Selected extract =>
-----

11 Principal Component Analysis

Goal

Introduce Principal Component Analysis (PCA), one of the most popular techniques to perform “dimensionality reduction” of complex data sets. If we see the data as points in a high-dimensional space, we can project the data onto a new set of coordinates such that the first coordinate captures the largest share of the variance in the data, the second coordinates captures the largest share of the remaining variance and so on. In this way, we can project large-dimensional data sets onto low-dimensional spaces and lose the least information about the data.

11.1 Input

We have collected the \(n \times m\) data matrix \(X\) (typically, with \(n \gg m\)), in which the rows are samples and the columns are \(m\) measures on the samples. Each row of this matrix defines a point in the Euclidean space \(\mathbb R^m\), i.e., each point in this space is a potential sample. Naturally, samples with similar measurements are “close” in this space, and samples that are very different are “far”. However, \(m\) can be quite large, and therefore we cannot easily visualize the position of the points. One way to think of PCA is as the best projection of the points in a \(r\)-dimensional space (with \(r \leq m\)), for visualization and clustering.

For example, take the iris data set:

We can separate the clusters better by finding the best projection in 2D:

11.2 Singular Value Decomposition

At the hearth of PCA is a particular matrix decomposition (or factorization): we represent the matrix \(X\) as a product of other matrices (or, equivalently, a sum of matrices). In particular, SVD is defined by the equation:

\[ X = U \Sigma V^T \]

\(X\) is a \(n \times m\) matrix, \(U\) is an \(n \times n\) orthogonal, unitary matrix and \(V\) is an \(m \times m\) orthogonal, unitary matrix, and \(\Sigma\) is a \(m \times n\) rectangular, diagonal matrix with non-negative values on the diagonal. If \(V\) is a (real) unitary matrix, then \(VV^T = I_m\) (the \(m \times m\) identity matrix), and if \(U\) is also unitary, then \(UU^T = I_n\). Another way to put this is \(U^{-1} = U^T\).

-----

Dataset =>
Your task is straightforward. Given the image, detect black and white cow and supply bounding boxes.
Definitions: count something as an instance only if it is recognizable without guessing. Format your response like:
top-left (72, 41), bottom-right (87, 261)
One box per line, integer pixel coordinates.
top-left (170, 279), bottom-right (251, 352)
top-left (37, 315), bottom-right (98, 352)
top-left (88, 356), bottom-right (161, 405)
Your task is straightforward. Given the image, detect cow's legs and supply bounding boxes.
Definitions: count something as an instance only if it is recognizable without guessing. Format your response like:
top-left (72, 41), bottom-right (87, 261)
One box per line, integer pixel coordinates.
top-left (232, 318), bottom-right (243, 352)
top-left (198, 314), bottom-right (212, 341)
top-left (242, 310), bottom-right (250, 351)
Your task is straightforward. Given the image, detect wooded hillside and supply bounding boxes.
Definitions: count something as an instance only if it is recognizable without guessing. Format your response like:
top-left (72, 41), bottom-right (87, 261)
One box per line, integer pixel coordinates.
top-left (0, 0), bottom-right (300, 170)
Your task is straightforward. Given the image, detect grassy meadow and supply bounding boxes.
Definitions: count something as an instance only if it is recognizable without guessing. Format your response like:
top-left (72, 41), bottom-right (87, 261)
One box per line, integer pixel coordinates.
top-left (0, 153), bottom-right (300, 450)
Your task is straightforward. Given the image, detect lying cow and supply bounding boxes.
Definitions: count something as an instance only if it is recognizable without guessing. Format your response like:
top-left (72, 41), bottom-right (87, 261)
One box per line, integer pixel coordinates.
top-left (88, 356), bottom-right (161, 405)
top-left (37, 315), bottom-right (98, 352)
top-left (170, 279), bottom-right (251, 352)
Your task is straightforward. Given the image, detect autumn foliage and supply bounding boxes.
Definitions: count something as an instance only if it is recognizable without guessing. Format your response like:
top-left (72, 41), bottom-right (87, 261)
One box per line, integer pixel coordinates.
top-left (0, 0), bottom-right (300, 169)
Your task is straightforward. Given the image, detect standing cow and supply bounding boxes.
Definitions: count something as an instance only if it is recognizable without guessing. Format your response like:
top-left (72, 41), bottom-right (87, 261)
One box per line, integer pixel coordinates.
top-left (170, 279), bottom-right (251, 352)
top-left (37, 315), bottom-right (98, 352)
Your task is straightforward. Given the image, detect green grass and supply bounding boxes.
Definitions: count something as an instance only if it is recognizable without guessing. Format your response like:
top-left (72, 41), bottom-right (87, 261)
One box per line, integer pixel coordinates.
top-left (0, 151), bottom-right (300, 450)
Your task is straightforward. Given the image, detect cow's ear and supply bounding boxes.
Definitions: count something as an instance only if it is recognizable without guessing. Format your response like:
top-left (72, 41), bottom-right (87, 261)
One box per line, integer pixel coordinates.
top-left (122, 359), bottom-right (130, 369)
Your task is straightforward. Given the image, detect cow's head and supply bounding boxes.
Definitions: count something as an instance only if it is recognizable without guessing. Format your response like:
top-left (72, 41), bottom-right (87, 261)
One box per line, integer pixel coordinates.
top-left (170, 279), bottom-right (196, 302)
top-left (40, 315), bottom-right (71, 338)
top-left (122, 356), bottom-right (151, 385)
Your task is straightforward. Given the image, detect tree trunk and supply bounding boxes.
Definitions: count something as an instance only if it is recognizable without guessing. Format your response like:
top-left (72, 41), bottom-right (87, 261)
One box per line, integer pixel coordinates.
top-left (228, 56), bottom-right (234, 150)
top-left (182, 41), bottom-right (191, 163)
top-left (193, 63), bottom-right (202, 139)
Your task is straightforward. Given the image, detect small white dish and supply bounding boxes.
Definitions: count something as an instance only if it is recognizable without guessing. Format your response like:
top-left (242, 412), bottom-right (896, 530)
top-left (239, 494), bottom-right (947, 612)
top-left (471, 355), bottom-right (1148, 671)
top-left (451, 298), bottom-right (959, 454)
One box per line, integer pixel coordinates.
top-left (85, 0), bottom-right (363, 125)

-----

Problem description =>
Condense the paragraph of the principal component analysis text that begins "Introduce Principal Component Analysis (PCA)" into a short bulleted list that keeps its main facts. The listing plays no part in what follows.

Correct output =>
- Principal Component Analysis (PCA) is one of the most popular techniques for reducing the dimensionality of complex data sets.
- The data are treated as points in a high-dimensional space and projected onto a new set of coordinates.
- The first coordinate captures the largest share of the variance, the second captures the largest share of the remaining variance, and so on.
- This projects large-dimensional data sets onto low-dimensional spaces with the least loss of information.